→ **ARTIGO**:

******

A alienação fiduciária em garantia “transfere ao credor o domínio resolúvel e a posse indireta da coisa móvel alienada”, independente da tradição, de modo que o alienante se torna depositário inclusive para as responsabilizações civis e penais (ou seja, inadimplente = “depositário infiel”), segundo o Decreto-Lei 911/69. Para Orlando Gomes, a alienação em questão é negócio jurídico em que o devedor transmite ao credor certa propriedade, mantendo-lhe a posse, para garantir o pagamento da dívida, com a condição resolutiva de saldá-la. Uma vez liquidado o débito, é automática o retorno ao domínio do devedor. O instituto permite às instituições financeiras uma garantia especial, com diversos meios processuais, para satisfazer o crédito, bem como, ao consumidor, melhores condições para que adquira bens duráveis.

******

→ **LINHAS BRUTAS**:

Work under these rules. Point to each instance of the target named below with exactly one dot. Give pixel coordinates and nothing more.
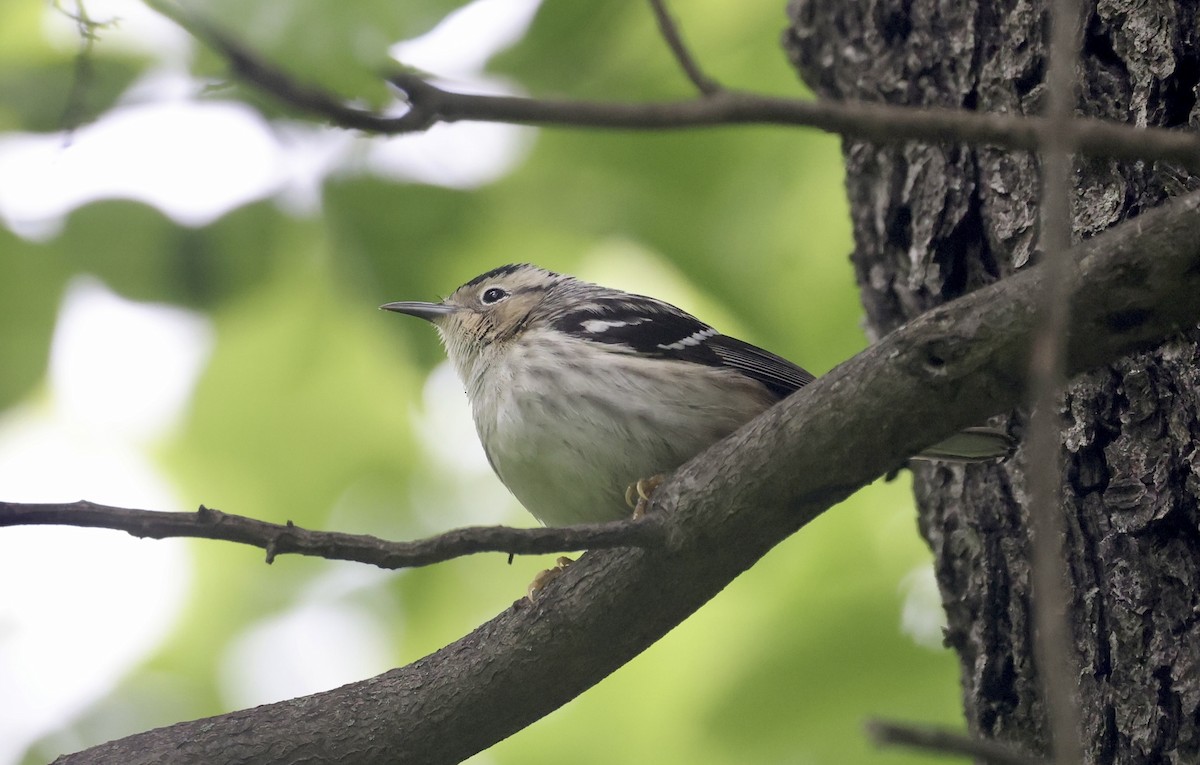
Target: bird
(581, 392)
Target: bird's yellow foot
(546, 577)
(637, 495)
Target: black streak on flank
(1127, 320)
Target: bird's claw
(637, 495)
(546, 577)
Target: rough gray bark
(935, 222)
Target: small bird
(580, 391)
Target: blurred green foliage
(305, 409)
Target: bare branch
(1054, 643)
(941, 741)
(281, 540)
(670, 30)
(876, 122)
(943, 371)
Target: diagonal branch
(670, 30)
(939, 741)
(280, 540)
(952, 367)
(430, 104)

******

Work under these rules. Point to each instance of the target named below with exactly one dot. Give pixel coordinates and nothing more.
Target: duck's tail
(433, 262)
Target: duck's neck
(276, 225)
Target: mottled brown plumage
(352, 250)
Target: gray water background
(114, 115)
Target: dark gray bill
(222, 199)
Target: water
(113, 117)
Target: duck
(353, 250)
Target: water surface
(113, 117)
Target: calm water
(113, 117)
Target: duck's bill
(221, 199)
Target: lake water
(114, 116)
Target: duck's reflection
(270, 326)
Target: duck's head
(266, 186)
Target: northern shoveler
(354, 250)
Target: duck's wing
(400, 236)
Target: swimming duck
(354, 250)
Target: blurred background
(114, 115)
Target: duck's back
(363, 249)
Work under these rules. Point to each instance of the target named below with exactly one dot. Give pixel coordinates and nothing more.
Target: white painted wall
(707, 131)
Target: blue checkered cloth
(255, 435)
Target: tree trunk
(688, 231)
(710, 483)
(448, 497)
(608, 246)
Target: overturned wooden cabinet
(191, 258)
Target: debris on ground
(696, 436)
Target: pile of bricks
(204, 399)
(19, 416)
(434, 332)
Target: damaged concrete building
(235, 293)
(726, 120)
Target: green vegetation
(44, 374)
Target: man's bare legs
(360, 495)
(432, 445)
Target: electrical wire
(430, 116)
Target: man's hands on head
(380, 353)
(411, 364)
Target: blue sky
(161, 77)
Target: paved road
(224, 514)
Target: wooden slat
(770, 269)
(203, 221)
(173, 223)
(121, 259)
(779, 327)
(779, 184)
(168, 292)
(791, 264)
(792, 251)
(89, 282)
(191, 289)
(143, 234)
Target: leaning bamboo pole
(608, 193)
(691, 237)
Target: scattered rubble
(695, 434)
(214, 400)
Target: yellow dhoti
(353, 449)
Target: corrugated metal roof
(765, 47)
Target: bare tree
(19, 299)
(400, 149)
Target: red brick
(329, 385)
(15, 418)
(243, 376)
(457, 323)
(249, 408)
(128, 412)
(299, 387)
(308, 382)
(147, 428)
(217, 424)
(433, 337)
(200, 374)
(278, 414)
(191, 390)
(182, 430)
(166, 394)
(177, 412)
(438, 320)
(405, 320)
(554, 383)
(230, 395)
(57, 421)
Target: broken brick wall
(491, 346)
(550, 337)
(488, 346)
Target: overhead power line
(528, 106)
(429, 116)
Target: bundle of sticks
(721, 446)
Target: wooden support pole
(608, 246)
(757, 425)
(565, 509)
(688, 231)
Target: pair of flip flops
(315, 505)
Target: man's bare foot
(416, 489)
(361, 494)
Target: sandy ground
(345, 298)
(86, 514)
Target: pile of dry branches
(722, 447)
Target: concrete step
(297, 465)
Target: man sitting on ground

******

→ **TRABALHO SOLICITADO**:
- 1) Transcreva do texto sobre alienação fiduciária o trecho que vai de "A alienação fiduciária" a "adquira bens duráveis.".
- 2) Indique se cada afirmação abaixo está de acordo com o texto sobre alienação fiduciária, respondendo sim ou não e citando literalmente as palavras do texto que decidem a resposta. (a) Segundo o Decreto-Lei 911/69, a transferência ao credor depende da tradição da coisa. (b) Para Orlando Gomes, o devedor continua com a posse da coisa. (c) Depois de liquidado o débito, o domínio volta ao devedor apenas mediante novo negócio jurídico.
- 3) De acordo com o texto sobre alienação fiduciária, o que o instituto oferece ao consumidor?
As linhas acima não são necessárias para nenhuma tarefa.

→ **SOLUÇÕES DAS TAREFAS**:
- 1)
A alienação fiduciária em garantia “transfere ao credor o domínio resolúvel e a posse indireta da coisa móvel alienada”, independente da tradição, de modo que o alienante se torna depositário inclusive para as responsabilizações civis e penais (ou seja, inadimplente = “depositário infiel”), segundo o Decreto-Lei 911/69. Para Orlando Gomes, a alienação em questão é negócio jurídico em que o devedor transmite ao credor certa propriedade, mantendo-lhe a posse, para garantir o pagamento da dívida, com a condição resolutiva de saldá-la. Uma vez liquidado o débito, é automática o retorno ao domínio do devedor. O instituto permite às instituições financeiras uma garantia especial, com diversos meios processuais, para satisfazer o crédito, bem como, ao consumidor, melhores condições para que adquira bens duráveis.

- 2)
(a) Não: "independente da tradição".
(b) Sim: "mantendo-lhe a posse".
(c) Não: "é automática o retorno ao domínio do devedor".

- 3) Melhores condições para que adquira bens duráveis.